Problem to work on: Filter the records below by copying out each line that contains the string "find". Case counts, so match uppercase and lowercase letters as given.

------------------------------------------------

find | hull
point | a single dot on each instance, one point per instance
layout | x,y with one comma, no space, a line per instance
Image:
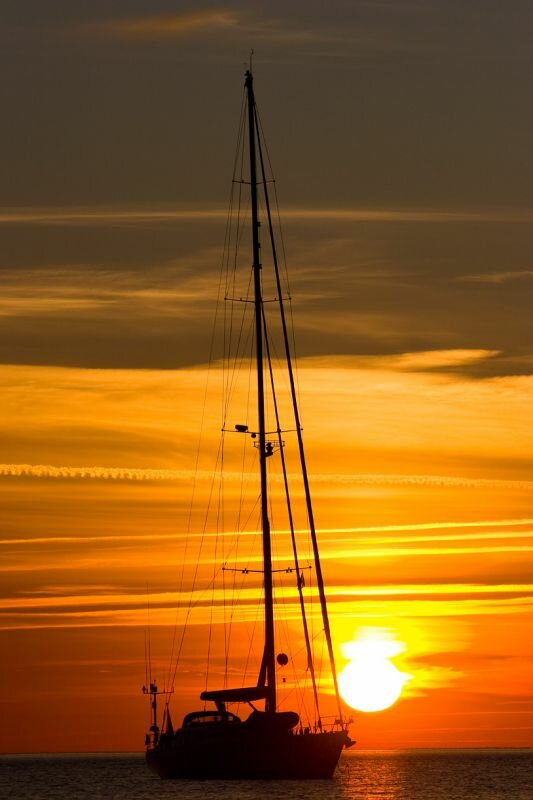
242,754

------------------------------------------------

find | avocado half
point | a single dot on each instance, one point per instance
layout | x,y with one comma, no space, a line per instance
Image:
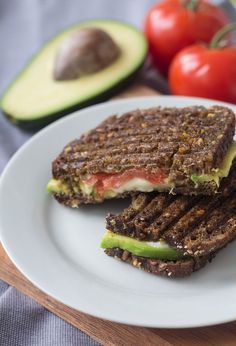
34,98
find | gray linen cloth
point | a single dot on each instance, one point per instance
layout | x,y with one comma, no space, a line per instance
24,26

------------------------------------------------

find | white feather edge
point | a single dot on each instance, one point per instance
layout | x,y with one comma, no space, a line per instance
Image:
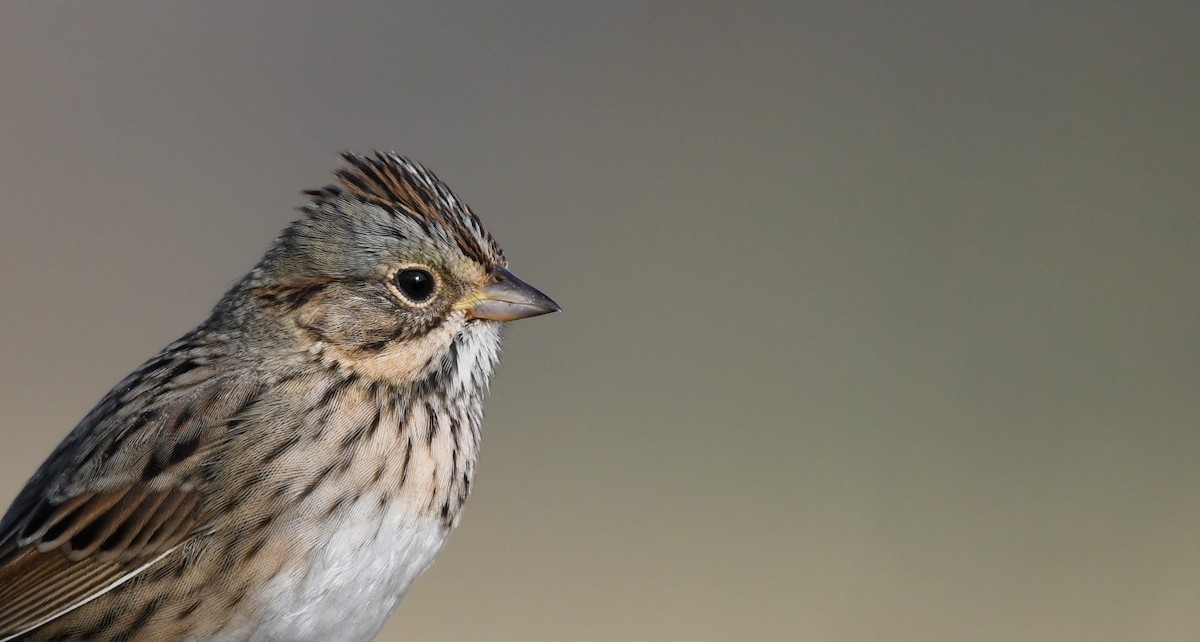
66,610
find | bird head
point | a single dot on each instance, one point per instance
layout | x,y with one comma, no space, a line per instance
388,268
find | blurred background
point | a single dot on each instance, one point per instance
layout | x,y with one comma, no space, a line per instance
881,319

------------------------------------------------

Response:
find | hull
find | avocado half
find | gray linen cloth
find | white feather edge
find | bird head
find | blurred background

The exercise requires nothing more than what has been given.